• _Required work_
Rewrite every line of the records below as a numbered list, omitting any blank lines.

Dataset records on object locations
* START *
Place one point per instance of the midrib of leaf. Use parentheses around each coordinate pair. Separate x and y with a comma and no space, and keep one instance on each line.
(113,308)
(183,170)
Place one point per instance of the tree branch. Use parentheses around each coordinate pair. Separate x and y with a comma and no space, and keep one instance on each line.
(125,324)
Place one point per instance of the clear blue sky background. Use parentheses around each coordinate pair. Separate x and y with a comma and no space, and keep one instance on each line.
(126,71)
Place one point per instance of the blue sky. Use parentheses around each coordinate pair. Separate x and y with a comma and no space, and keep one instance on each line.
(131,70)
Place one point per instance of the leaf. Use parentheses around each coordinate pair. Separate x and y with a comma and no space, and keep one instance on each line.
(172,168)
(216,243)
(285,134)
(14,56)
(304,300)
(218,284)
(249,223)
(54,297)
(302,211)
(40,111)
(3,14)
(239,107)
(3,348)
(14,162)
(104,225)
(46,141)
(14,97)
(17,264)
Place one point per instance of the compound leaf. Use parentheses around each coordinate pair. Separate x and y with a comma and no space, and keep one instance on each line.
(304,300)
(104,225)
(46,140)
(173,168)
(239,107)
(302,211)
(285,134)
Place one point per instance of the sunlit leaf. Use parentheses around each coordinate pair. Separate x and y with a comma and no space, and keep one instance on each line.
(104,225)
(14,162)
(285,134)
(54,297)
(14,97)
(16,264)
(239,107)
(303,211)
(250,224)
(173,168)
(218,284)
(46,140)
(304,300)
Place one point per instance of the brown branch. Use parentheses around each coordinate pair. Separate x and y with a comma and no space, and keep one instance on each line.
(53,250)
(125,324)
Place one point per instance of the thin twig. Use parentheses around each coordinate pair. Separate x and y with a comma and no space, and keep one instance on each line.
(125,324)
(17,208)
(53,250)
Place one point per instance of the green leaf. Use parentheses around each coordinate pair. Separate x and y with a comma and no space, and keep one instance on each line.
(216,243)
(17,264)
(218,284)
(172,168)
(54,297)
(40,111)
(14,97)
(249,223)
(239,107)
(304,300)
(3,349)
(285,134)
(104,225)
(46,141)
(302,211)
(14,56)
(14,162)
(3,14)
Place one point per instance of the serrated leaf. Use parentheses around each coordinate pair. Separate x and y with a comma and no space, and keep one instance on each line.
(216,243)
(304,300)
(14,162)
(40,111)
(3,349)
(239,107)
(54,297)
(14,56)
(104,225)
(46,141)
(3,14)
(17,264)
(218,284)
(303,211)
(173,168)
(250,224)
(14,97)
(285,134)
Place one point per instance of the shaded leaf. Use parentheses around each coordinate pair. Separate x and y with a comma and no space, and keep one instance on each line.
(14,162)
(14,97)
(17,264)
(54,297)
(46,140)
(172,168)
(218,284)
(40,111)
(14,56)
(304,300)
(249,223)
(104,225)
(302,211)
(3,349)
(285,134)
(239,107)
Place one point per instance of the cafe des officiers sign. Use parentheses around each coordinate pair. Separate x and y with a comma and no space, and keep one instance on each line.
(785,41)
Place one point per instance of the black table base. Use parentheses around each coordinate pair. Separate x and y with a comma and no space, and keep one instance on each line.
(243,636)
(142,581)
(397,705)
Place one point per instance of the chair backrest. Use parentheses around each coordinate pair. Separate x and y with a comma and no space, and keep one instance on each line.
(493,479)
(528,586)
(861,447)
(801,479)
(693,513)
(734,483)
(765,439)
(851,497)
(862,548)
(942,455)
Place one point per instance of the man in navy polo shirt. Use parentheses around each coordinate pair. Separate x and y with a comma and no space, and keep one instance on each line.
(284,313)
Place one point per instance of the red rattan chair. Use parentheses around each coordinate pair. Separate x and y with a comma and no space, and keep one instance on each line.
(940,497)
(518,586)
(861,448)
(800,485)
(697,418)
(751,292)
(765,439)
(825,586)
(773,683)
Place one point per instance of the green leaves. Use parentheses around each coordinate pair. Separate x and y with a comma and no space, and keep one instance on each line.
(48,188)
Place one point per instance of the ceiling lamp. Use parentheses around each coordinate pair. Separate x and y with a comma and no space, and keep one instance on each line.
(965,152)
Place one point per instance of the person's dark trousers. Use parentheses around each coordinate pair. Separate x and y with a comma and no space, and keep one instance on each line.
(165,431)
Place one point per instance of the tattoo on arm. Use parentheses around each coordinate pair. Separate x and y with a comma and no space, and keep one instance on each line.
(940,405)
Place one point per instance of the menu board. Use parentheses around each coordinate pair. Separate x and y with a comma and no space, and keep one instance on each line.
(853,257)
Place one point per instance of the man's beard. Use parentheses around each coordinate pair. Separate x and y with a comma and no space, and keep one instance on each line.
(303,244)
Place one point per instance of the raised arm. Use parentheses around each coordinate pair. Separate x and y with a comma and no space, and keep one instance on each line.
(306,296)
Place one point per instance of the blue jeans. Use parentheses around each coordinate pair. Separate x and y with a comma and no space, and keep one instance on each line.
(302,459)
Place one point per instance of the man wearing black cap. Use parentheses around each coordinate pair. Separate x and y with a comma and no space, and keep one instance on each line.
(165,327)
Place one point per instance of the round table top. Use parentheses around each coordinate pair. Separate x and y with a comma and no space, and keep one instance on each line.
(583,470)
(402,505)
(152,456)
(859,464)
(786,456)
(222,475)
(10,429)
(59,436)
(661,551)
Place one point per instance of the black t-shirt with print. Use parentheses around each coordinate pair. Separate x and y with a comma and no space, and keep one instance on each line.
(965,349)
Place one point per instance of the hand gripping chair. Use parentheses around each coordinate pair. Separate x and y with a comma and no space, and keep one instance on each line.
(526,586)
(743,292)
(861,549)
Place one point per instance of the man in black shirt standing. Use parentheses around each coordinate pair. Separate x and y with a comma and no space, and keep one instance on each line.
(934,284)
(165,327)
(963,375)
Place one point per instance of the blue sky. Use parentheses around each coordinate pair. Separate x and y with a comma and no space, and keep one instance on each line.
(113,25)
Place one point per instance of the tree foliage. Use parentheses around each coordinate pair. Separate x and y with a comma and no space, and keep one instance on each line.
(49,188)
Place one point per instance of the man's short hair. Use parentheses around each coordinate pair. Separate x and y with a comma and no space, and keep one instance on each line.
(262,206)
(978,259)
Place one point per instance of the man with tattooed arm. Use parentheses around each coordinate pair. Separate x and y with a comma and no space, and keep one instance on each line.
* END *
• _Right answer_
1. Place one point per instance of the midrib of leaf. Use parentheses around each coordinate pair. Separate x and y with a comma and no space, and keep one instance on each line.
2. (113,308)
3. (183,170)
4. Place one point per instance of the tree branch. Use parentheses around each coordinate pair. Separate x and y with a comma and no space, and keep one instance on each line.
5. (125,324)
6. Place one point per instance of the clear blue sky background. Use parentheses around each coordinate pair. Separate x and y with a comma and no space, and keep one instance on each line.
7. (126,71)
8. Place one point per instance of the blue sky. Use parentheses around each coordinate pair. Separate x and y with a comma and no space, and keep one instance on each line.
9. (131,70)
10. Place one point per instance of the leaf. Use parentheses around each coordinate pair. Separate x and y with a comma and no space, and keep one instance on each line.
11. (172,168)
12. (216,243)
13. (285,134)
14. (14,56)
15. (304,300)
16. (218,284)
17. (249,223)
18. (54,297)
19. (302,211)
20. (40,111)
21. (3,14)
22. (239,107)
23. (3,348)
24. (14,162)
25. (104,225)
26. (46,141)
27. (14,97)
28. (17,264)
29. Place one point per instance of the compound leaf. Use parentheses around each coordinate pair. Separate x and y with a comma and no space, and keep one instance on each line.
30. (304,300)
31. (104,225)
32. (46,140)
33. (173,168)
34. (239,107)
35. (302,211)
36. (285,134)
37. Place one point per instance of the sunlit leaf. Use parentheses around each coordinate pair. Separate x and y with a comma and no space, and keep one instance on each line.
38. (104,225)
39. (14,162)
40. (285,134)
41. (54,297)
42. (14,97)
43. (16,264)
44. (239,107)
45. (303,211)
46. (250,224)
47. (173,168)
48. (218,284)
49. (46,140)
50. (304,300)
51. Place one point per instance of the brown branch. Use parentheses around each coordinate pair. Separate x and y with a comma and no space, and keep one instance on each line.
52. (53,250)
53. (125,324)
54. Place one point per instance of the thin twig. Use parentheses around each coordinate pair. Separate x and y with a comma and no space, and keep one instance on each line.
55. (125,324)
56. (17,208)
57. (53,250)
58. Place one point per instance of the green leaf. Use parentheses around each coordinate pair. Separate x and y with a comma and no space, and keep one instance on each line.
59. (216,243)
60. (17,264)
61. (218,284)
62. (172,168)
63. (54,297)
64. (40,111)
65. (14,97)
66. (249,223)
67. (239,107)
68. (304,300)
69. (3,349)
70. (285,134)
71. (104,225)
72. (46,141)
73. (302,211)
74. (14,56)
75. (14,162)
76. (3,14)
77. Place one point per instance of the serrated leaf. Use parentheses around each coordinate pair. Separate x and y with a comma and no space, and keep one instance on each line.
78. (216,243)
79. (304,300)
80. (14,162)
81. (40,111)
82. (3,349)
83. (239,107)
84. (54,297)
85. (14,56)
86. (104,225)
87. (46,141)
88. (3,14)
89. (17,264)
90. (218,284)
91. (303,211)
92. (173,168)
93. (250,224)
94. (14,97)
95. (285,134)
96. Place one point per instance of the shaded leaf. Use parentheses around each coordinate pair. Separate x and y with a comma and no space, and keep one instance on each line.
97. (14,162)
98. (14,97)
99. (17,264)
100. (54,297)
101. (46,140)
102. (172,168)
103. (218,284)
104. (40,111)
105. (14,56)
106. (304,300)
107. (249,223)
108. (104,225)
109. (302,211)
110. (3,349)
111. (285,134)
112. (239,107)
113. Place one point per instance of the cafe des officiers sign. Use parentheses around each coordinate pair. Separate x and y with a comma and no space, and keep one instance on each line.
114. (785,41)
115. Place one point per instance of the black table base. Use parentheses around each coordinate pair. Separate x and y with a comma and no space, and keep one instance on each line.
116. (243,636)
117. (142,581)
118. (397,705)
119. Place one point per instance of the chair backrest. Use parentheses around each coordinate pair. Separate x and y with a comma and no space, and keep one instance on each line.
120. (493,479)
121. (528,586)
122. (861,447)
123. (801,479)
124. (693,513)
125. (734,483)
126. (765,439)
127. (851,497)
128. (862,548)
129. (942,455)
130. Place one point per instance of the man in navy polo shirt. Use parentheses around each coordinate pair. Separate x and y with a comma and no space, and keep one instance on each line.
131. (284,313)
132. Place one point per instance of the red rattan chair. Use parentheses around each coordinate pair. Separate x and y with a comma and no space, and keep one instance on each line.
133. (940,497)
134. (518,586)
135. (861,448)
136. (800,485)
137. (697,418)
138. (751,292)
139. (765,439)
140. (825,586)
141. (773,683)
142. Place one point per instance of the green leaves. Use parentheses around each coordinate pair. Separate x and y with a comma and no space, and keep one instance on each line.
143. (48,188)
144. Place one point per instance of the ceiling lamp. Use parentheses around each coordinate pair. Separate x and y with a comma and no space, and keep one instance on each line.
145. (965,152)
146. Place one point per instance of the person's dark trousers. Use parentheses around each coordinate pair. Separate x and y with a comma and no space, and keep one instance on each line.
147. (165,431)
148. Place one point per instance of the tattoo on arm. Use parentheses around each coordinate pair. Separate x and y with a comma and no space, and keep one instance on each line.
149. (940,405)
150. Place one point per instance of the menu board. Use parentheses around each coordinate pair. Separate x and y with a comma and no space, and keep one instance on each line.
151. (853,257)
152. Place one point per instance of the man's beard. Use parentheses around each coordinate pair. Separate x and y with a comma and no space, and keep one instance on each line.
153. (303,244)
154. Place one point per instance of the raised arm. Use parentheses around each coordinate pair. Separate x and y with a comma and no space, and keep one instance on each line.
155. (306,296)
156. Place one point per instance of the blue jeans. Use parentheses around each coordinate pair. Separate x and y with a comma and no space, and keep one instance on each line.
157. (302,459)
158. Place one point per instance of the man wearing black cap. Use parentheses around each coordinate pair. Separate x and y with a comma and no space, and keep one instance on each line.
159. (165,327)
160. Place one point per instance of the round table top. Use parentheses around each coordinate pair. Separate x and y with a comma and no space, and keep one instance on each line.
161. (583,470)
162. (402,505)
163. (152,456)
164. (859,464)
165. (786,456)
166. (222,475)
167. (10,429)
168. (59,436)
169. (661,551)
170. Place one point per instance of the black t-shirt with print. Use parentheses around each coordinate pair. Separate x and y with a comma and no space, and keep one instance on each line.
171. (965,349)
172. Place one point per instance of the hand gripping chair. Use parentheses around each coordinate pair. Separate x and y with a comma and no space, and keep one instance on each line.
173. (526,586)
174. (743,292)
175. (861,549)
176. Place one point per instance of the man in black shirt standing. Use parentheses around each coordinate pair. Separate x and y with a comma and no space, and keep one instance on each line.
177. (934,284)
178. (165,327)
179. (963,375)
180. Place one point per instance of the blue sky. Use parentheses around each coordinate pair. Separate x and y with a comma and no space, and keep one instance on each line.
181. (113,25)
182. Place one point per instance of the tree foliage. Use parentheses around each coordinate pair. Separate x and y with a comma and no space, and keep one instance on each line.
183. (49,188)
184. Place one point per instance of the man's short hair. Use parentheses around each coordinate pair. Separate x and y with a comma and no space, and keep one instance on each line.
185. (262,206)
186. (978,259)
187. Place one point per instance of the man with tattooed arm. Use parentheses around each coordinate pair. Separate x and y with a comma and no space, and keep one instance on each line.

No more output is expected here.